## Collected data
▬▬▬▬▬▬▬▬▬▬

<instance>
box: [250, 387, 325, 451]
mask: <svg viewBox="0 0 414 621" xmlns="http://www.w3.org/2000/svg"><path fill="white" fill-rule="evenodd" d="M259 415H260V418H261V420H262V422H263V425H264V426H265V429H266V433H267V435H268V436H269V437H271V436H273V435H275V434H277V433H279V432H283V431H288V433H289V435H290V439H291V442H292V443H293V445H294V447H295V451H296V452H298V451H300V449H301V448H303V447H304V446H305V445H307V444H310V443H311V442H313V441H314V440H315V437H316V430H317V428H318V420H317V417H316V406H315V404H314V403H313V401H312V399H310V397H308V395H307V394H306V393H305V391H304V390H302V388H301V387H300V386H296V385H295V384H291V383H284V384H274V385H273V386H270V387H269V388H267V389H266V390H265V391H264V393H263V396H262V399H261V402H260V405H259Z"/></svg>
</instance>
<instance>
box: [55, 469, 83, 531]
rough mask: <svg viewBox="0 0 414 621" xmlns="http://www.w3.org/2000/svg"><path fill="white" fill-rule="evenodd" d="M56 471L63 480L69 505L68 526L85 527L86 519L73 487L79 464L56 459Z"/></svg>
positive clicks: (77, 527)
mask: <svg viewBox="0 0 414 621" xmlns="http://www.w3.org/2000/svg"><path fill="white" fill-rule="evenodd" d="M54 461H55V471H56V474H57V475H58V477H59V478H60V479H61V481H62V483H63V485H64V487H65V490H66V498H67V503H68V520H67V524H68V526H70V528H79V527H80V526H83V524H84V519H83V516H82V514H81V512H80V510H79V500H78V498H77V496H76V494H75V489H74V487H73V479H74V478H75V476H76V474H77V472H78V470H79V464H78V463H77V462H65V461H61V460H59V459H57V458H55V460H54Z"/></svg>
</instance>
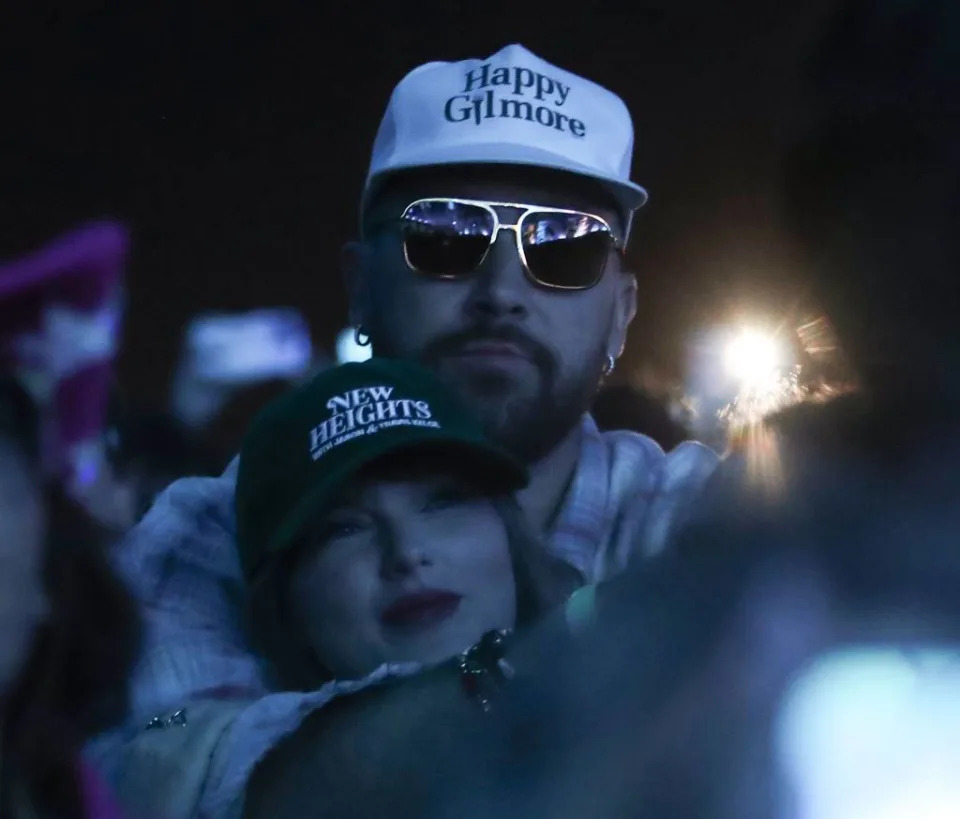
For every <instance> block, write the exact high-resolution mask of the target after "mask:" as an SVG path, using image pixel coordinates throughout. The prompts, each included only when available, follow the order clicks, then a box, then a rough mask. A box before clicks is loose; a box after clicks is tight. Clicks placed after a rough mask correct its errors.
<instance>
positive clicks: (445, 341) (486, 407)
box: [376, 325, 604, 463]
mask: <svg viewBox="0 0 960 819" xmlns="http://www.w3.org/2000/svg"><path fill="white" fill-rule="evenodd" d="M382 339H384V335H383V334H378V335H377V336H376V344H377V354H378V355H386V356H391V355H393V353H394V351H393V348H392V345H390V344H389V343H387V344H384V343H383V341H382ZM484 341H503V342H508V343H510V344H513V345H515V346H516V347H518V348H519V349H520V350H521V351H522V352H523V353H524V354H525V355H526V356H527V357H528V358H529V360H530V361H531V362H532V364H533V367H534V369H535V370H536V375H534V376H532V377H529V378H522V377H520V376H518V375H517V374H515V373H509V372H504V371H498V370H495V369H492V368H491V369H490V370H486V371H484V370H476V369H473V368H468V367H462V366H457V363H456V354H457V352H458V351H459V350H461V349H462V348H463V347H464V345H466V344H468V343H470V342H484ZM417 357H418V359H419V360H420V362H421V363H423V364H424V365H426V366H427V367H429V368H430V369H432V370H434V371H435V372H437V373H438V374H439V375H440V377H441V378H442V379H443V380H444V381H445V382H446V383H447V384H449V385H450V387H451V388H452V389H453V390H454V391H455V392H456V393H457V394H458V395H459V397H460V399H461V401H463V403H464V405H465V407H466V408H467V409H468V410H469V411H472V412H473V413H474V415H475V416H476V417H477V418H478V419H479V421H480V423H481V424H482V426H483V428H484V431H485V432H486V434H487V435H489V436H490V438H492V439H493V440H494V441H496V442H497V443H499V444H500V445H501V446H503V447H504V448H506V449H507V450H508V451H510V452H511V453H513V454H514V455H515V456H516V457H517V458H519V459H520V460H522V461H523V462H524V463H536V462H537V461H539V460H541V459H542V458H543V457H544V456H546V455H547V454H549V453H550V451H551V450H553V449H554V448H555V447H556V446H557V445H558V444H559V443H560V442H561V441H562V440H563V439H564V438H565V437H566V436H567V435H568V434H569V433H570V431H571V430H573V429H574V427H575V426H576V425H577V424H578V423H579V422H580V419H581V418H582V417H583V414H584V413H585V412H587V411H588V410H589V408H590V405H591V403H592V402H593V399H594V397H595V396H596V392H597V388H598V386H599V381H600V373H601V370H602V367H603V362H604V353H603V349H602V348H599V347H598V349H597V350H596V351H595V353H594V354H593V355H591V356H590V358H589V365H588V366H587V367H586V368H585V371H584V372H583V373H580V374H579V377H577V378H574V379H569V380H567V381H566V382H565V383H560V382H559V379H558V370H559V367H558V366H557V361H556V358H555V356H554V355H553V353H552V352H551V351H550V350H549V349H548V348H546V347H545V346H544V345H542V344H540V343H539V342H537V341H535V340H534V339H532V338H530V337H529V336H528V335H527V334H526V333H523V332H522V331H520V330H518V329H516V328H513V327H509V326H506V327H504V326H501V327H493V326H483V325H476V326H473V327H471V328H469V329H467V330H462V331H459V332H456V333H450V334H448V335H445V336H441V337H439V338H437V339H435V340H434V341H432V342H430V343H429V344H428V345H427V346H426V347H425V348H424V349H423V350H422V351H421V352H420V353H419V355H418V356H417Z"/></svg>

▬▬▬▬▬▬▬▬▬▬

## Work to complete
Report each line of the records above that contains the word "positive", copying it in full.

## Task result
positive clicks: (77, 527)
positive clicks: (445, 341) (486, 407)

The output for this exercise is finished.